• **TUGAS TERTULIS A**
Tuliskan semua baris dalam entri di bawah yang memuat kata "panel".

Kebenaran tentang Dosa
Kebenaran tentang Dosa
JIKA seseorang yang sakit merusak termometer, apakah hal itu membuktikan bahwa ia tidak demam? Tentu tidak! Demikian pula, hanya karena banyak orang menolak pandangan Allah tentang dosa, tidak berarti bahwa dosa itu tidak ada. Firman-Nya, Alkitab, banyak membahas pokok ini. Apa yang sebenarnya Alkitab ajarkan tentang dosa?
Semua Orang Gagal
Sekitar dua ribu tahun yang lalu, rasul Paulus mengungkapkan rasa putus asa atas fakta bahwa ’yang baik yang dia inginkan, tidak dia lakukan, tetapi yang buruk yang tidak dia inginkan, itulah yang dia praktekkan’. (Roma 7:19) Jika kita jujur, kita harus mengakui bahwa keadaan kita sendiri pun sama. Boleh jadi, kita ingin hidup menurut Sepuluh Perintah atau standar tingkah laku lainnya, tetapi suka atau tidak, kita semua gagal. Itu tidak berarti bahwa kita sengaja mau melanggar sebuah norma, tetapi kita memang lemah. Mengapa demikian? Paulus sendiri memberikan jawaban, ”Demikianlah, jika aku melakukan apa yang tidak aku inginkan, maka yang menghasilkannya bukan lagi aku, melainkan dosa yang tinggal dalam diriku.”—Roma 7:20.

• **INFORMASI YANG DIBERIKAN**
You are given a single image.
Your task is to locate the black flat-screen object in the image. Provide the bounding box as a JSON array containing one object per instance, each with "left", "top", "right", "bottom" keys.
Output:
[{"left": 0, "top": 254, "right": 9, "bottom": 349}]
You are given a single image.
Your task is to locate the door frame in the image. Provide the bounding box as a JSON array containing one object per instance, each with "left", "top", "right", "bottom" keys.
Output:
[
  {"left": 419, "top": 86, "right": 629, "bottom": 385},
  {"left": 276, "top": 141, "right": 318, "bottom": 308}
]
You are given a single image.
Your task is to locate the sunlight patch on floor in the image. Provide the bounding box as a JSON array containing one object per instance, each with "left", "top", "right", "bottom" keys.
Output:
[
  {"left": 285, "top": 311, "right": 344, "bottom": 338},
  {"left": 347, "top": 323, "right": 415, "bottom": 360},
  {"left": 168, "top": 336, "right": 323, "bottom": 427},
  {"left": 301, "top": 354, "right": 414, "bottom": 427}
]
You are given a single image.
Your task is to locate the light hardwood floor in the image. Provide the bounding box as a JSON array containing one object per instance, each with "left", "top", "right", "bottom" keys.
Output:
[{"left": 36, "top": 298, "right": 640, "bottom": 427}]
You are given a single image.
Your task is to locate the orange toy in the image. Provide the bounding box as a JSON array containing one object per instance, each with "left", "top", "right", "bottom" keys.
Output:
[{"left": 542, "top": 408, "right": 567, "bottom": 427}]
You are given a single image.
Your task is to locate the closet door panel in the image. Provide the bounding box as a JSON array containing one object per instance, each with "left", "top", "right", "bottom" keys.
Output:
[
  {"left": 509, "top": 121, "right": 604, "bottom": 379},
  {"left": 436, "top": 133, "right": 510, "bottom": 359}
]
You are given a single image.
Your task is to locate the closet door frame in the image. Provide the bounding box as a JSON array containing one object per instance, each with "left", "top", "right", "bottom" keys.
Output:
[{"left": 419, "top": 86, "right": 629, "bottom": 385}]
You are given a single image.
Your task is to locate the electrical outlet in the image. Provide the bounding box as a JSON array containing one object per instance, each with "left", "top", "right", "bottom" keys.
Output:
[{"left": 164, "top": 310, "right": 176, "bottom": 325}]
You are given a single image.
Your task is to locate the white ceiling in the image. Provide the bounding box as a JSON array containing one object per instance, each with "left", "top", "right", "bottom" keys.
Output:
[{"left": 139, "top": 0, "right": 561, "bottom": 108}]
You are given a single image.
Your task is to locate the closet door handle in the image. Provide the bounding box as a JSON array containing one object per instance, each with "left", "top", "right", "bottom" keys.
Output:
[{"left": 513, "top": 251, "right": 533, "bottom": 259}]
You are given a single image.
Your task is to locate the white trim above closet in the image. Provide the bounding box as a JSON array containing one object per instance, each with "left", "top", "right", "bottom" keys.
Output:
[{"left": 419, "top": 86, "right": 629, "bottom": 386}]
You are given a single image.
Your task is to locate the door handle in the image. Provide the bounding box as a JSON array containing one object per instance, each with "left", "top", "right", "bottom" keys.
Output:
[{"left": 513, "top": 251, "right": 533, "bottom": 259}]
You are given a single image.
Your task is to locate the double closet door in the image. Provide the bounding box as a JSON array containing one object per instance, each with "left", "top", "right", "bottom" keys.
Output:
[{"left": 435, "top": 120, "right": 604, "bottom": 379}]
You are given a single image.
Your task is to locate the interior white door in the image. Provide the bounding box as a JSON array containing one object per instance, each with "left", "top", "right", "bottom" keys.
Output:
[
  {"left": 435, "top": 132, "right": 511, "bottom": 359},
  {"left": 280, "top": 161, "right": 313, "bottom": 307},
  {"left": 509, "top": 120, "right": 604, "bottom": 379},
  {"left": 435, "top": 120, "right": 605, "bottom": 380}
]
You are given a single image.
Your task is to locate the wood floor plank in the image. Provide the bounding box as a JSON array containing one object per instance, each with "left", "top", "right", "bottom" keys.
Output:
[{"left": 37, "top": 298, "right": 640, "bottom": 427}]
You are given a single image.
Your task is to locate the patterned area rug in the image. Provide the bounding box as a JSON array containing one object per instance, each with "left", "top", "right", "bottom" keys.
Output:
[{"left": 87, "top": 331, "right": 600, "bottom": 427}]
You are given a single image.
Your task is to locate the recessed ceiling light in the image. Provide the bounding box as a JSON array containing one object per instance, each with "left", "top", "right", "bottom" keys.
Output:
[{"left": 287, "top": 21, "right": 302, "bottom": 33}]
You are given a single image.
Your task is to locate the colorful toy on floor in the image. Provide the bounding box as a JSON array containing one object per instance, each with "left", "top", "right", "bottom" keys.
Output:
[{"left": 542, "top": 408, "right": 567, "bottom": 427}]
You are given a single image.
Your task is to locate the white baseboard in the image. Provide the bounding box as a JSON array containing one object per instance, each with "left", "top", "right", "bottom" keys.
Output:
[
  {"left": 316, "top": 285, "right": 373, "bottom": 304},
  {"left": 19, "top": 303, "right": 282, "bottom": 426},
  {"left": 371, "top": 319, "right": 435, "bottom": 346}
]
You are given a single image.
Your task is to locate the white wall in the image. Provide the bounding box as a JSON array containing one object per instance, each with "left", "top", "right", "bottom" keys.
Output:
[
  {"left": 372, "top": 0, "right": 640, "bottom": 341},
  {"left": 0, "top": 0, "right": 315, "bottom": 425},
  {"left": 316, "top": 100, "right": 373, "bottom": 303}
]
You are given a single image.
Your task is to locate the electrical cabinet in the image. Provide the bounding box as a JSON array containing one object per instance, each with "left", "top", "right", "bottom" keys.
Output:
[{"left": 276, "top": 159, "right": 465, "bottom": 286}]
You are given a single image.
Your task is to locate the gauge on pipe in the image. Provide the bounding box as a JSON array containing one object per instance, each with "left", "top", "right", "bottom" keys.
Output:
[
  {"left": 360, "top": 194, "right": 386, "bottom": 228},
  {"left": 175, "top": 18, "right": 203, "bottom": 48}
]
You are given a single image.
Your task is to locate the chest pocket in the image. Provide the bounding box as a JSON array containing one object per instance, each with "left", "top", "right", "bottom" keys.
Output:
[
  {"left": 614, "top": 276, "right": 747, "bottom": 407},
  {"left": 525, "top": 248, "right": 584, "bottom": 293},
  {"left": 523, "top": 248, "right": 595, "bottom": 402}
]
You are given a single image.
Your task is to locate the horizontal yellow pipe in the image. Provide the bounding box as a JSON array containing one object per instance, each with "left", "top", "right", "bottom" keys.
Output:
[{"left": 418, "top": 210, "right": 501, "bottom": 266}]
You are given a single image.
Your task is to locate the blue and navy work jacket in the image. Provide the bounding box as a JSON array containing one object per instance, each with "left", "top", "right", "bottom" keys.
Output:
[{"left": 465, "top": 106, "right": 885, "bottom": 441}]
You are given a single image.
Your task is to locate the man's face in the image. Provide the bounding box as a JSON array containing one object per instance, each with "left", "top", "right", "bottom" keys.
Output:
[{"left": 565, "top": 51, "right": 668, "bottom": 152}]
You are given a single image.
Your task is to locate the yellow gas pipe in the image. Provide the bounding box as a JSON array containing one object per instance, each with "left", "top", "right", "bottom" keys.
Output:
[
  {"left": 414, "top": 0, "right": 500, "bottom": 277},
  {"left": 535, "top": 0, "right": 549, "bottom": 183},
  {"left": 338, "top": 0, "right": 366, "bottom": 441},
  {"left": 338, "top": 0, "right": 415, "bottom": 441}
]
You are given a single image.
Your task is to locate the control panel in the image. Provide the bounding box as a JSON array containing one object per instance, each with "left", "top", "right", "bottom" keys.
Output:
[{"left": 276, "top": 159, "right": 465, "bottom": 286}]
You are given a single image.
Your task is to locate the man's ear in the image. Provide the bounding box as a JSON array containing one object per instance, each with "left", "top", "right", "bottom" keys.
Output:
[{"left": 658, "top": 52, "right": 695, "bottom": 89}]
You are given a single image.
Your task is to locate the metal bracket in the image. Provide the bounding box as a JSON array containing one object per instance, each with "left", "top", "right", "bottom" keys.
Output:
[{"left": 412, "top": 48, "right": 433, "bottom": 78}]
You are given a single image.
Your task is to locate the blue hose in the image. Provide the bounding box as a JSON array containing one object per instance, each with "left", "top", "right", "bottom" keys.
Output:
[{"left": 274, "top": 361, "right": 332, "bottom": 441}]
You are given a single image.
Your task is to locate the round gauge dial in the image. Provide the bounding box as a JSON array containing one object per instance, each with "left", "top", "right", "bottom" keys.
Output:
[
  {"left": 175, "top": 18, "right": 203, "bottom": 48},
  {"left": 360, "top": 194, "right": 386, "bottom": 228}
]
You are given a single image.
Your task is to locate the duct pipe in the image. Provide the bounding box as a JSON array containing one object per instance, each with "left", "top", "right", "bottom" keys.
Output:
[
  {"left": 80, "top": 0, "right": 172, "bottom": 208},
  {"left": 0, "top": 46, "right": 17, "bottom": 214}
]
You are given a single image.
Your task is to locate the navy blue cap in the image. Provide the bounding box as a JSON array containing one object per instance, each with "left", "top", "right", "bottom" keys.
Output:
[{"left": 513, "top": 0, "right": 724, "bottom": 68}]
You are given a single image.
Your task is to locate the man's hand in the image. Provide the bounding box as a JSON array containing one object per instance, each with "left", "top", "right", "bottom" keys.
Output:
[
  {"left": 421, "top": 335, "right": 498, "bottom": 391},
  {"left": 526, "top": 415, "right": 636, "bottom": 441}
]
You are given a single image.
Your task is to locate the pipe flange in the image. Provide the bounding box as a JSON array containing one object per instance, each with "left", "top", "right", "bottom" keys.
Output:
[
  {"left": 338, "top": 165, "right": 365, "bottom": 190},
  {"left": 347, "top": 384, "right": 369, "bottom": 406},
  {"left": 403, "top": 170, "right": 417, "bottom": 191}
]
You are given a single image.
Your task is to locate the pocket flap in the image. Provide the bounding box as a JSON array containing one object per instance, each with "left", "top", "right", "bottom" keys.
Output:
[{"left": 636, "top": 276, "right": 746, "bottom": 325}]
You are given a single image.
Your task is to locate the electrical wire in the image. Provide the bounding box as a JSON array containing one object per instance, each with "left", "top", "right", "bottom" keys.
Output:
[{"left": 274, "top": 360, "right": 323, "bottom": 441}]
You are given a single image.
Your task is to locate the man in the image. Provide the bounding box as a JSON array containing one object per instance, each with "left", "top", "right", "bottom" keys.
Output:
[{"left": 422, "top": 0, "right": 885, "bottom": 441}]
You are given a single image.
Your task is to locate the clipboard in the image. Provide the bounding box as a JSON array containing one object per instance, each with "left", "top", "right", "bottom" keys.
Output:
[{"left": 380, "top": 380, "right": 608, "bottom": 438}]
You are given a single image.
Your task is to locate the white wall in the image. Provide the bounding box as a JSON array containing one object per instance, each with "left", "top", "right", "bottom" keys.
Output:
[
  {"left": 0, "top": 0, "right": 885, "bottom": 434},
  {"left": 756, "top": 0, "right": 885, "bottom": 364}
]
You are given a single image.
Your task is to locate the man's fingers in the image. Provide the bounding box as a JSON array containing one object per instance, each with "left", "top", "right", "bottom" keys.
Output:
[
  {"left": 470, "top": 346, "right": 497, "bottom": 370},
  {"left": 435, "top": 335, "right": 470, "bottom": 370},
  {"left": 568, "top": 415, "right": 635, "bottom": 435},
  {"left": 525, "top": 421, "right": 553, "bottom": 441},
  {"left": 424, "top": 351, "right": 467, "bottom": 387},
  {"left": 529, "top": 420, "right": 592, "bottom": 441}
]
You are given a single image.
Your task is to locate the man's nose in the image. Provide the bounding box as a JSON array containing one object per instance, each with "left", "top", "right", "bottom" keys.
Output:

• **TUGAS TERTULIS B**
Rangkum kutipan di atas dalam dua kalimat.

• **JAWABAN TERTULIS A**
Your task is to locate the closet door panel in the image. Provide the bounding box as a JSON array containing one object per instance, each with "left", "top", "right", "bottom" keys.
Your task is to locate the control panel in the image. Provide the bounding box as a JSON array containing one object per instance, each with "left", "top", "right", "bottom" keys.

• **JAWABAN TERTULIS B**
Kutipan ini menyatakan bahwa penolakan banyak orang terhadap pandangan Allah tentang dosa tidak membuktikan bahwa dosa itu tidak ada, sama seperti merusak termometer tidak membuktikan bahwa orang yang sakit tidak demam. Dengan mengutip Paulus dalam Roma 7, kutipan ini menjelaskan bahwa semua orang gagal hidup menurut standar yang baik karena lemah, dan Paulus menyebut penyebabnya dosa yang tinggal dalam dirinya.